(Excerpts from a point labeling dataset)

□ □ □ □ □

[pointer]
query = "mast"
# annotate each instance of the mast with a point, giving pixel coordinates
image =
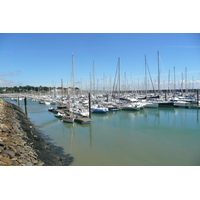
(93, 77)
(145, 80)
(174, 81)
(119, 77)
(169, 81)
(186, 90)
(72, 75)
(158, 75)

□ □ □ □ □

Exercise directions: Copy the data above line for line, leaving out the pictures.

The output:
[pointer]
query = "mast"
# annotate each instance of the mast with a point, giving pixel coordinates
image =
(93, 77)
(145, 80)
(174, 81)
(119, 77)
(169, 81)
(186, 90)
(72, 75)
(158, 75)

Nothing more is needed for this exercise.